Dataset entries
-- Begin --

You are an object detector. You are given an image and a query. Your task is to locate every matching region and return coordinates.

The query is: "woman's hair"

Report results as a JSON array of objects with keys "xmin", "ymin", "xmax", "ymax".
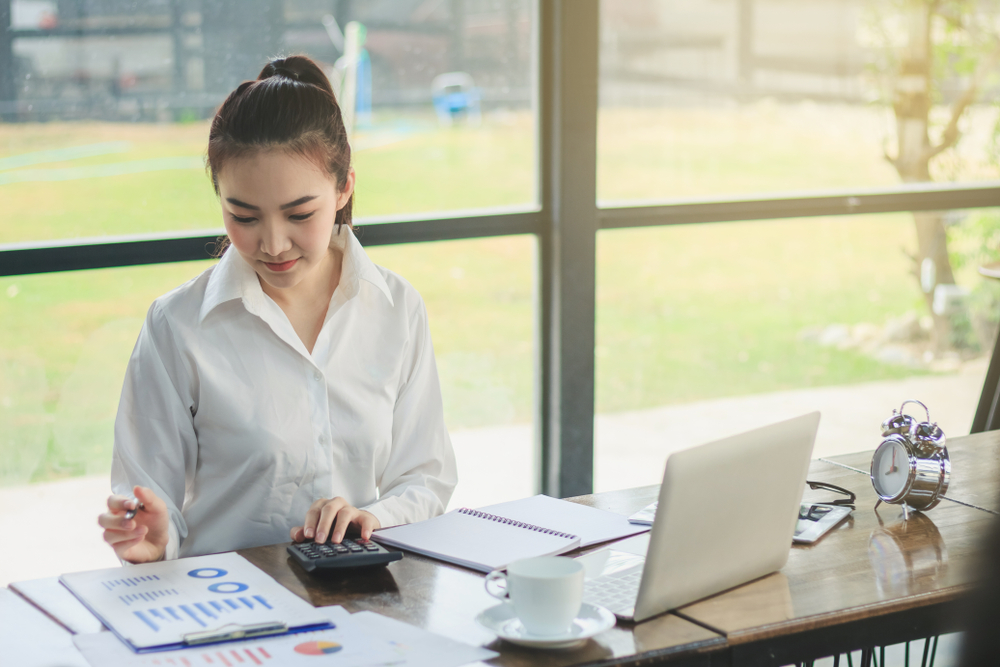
[{"xmin": 208, "ymin": 56, "xmax": 354, "ymax": 254}]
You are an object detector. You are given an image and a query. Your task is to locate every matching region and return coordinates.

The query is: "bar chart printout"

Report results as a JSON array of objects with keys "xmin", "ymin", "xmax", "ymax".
[
  {"xmin": 73, "ymin": 607, "xmax": 497, "ymax": 667},
  {"xmin": 60, "ymin": 553, "xmax": 331, "ymax": 652}
]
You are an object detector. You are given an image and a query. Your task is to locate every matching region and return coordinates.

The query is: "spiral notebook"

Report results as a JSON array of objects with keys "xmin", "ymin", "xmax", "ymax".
[{"xmin": 372, "ymin": 495, "xmax": 649, "ymax": 572}]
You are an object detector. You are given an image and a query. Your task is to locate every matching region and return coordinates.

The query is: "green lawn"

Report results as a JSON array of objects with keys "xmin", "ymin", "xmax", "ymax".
[{"xmin": 0, "ymin": 107, "xmax": 992, "ymax": 484}]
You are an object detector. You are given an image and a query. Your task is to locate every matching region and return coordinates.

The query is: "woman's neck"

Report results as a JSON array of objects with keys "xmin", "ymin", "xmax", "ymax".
[{"xmin": 258, "ymin": 248, "xmax": 344, "ymax": 354}]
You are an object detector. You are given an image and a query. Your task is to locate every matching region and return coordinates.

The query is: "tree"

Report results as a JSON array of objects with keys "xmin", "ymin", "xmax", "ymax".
[{"xmin": 874, "ymin": 0, "xmax": 1000, "ymax": 350}]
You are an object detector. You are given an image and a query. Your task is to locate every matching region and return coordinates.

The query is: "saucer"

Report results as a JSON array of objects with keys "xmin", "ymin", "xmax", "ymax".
[{"xmin": 476, "ymin": 602, "xmax": 615, "ymax": 648}]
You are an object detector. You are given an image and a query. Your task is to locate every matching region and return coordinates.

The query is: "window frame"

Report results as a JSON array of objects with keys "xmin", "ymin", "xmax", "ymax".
[{"xmin": 0, "ymin": 0, "xmax": 1000, "ymax": 497}]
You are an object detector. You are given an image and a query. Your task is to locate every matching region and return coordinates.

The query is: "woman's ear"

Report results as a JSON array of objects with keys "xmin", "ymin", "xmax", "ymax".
[{"xmin": 337, "ymin": 169, "xmax": 354, "ymax": 211}]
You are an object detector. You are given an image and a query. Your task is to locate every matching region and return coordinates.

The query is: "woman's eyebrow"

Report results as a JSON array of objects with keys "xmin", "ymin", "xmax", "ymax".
[
  {"xmin": 226, "ymin": 197, "xmax": 258, "ymax": 211},
  {"xmin": 278, "ymin": 195, "xmax": 316, "ymax": 211}
]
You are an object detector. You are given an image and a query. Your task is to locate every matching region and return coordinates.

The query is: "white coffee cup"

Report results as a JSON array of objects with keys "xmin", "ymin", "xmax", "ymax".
[{"xmin": 486, "ymin": 556, "xmax": 583, "ymax": 637}]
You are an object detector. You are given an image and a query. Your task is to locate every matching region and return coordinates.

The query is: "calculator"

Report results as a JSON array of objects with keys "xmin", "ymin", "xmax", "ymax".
[{"xmin": 288, "ymin": 537, "xmax": 403, "ymax": 572}]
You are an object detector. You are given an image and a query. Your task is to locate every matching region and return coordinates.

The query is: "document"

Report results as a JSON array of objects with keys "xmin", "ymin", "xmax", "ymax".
[
  {"xmin": 60, "ymin": 553, "xmax": 331, "ymax": 651},
  {"xmin": 73, "ymin": 607, "xmax": 497, "ymax": 667},
  {"xmin": 372, "ymin": 495, "xmax": 649, "ymax": 572},
  {"xmin": 10, "ymin": 577, "xmax": 104, "ymax": 634},
  {"xmin": 0, "ymin": 588, "xmax": 88, "ymax": 667},
  {"xmin": 479, "ymin": 494, "xmax": 650, "ymax": 547}
]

-- End --

**WHAT IS BEING ASKED**
Please show, in full, each line above that contains the word "woman".

**ANSWER FOR THIS EXERCISE**
The query is: "woman's hair"
The query is: "woman's neck"
The query is: "woman's ear"
The query is: "woman's eyebrow"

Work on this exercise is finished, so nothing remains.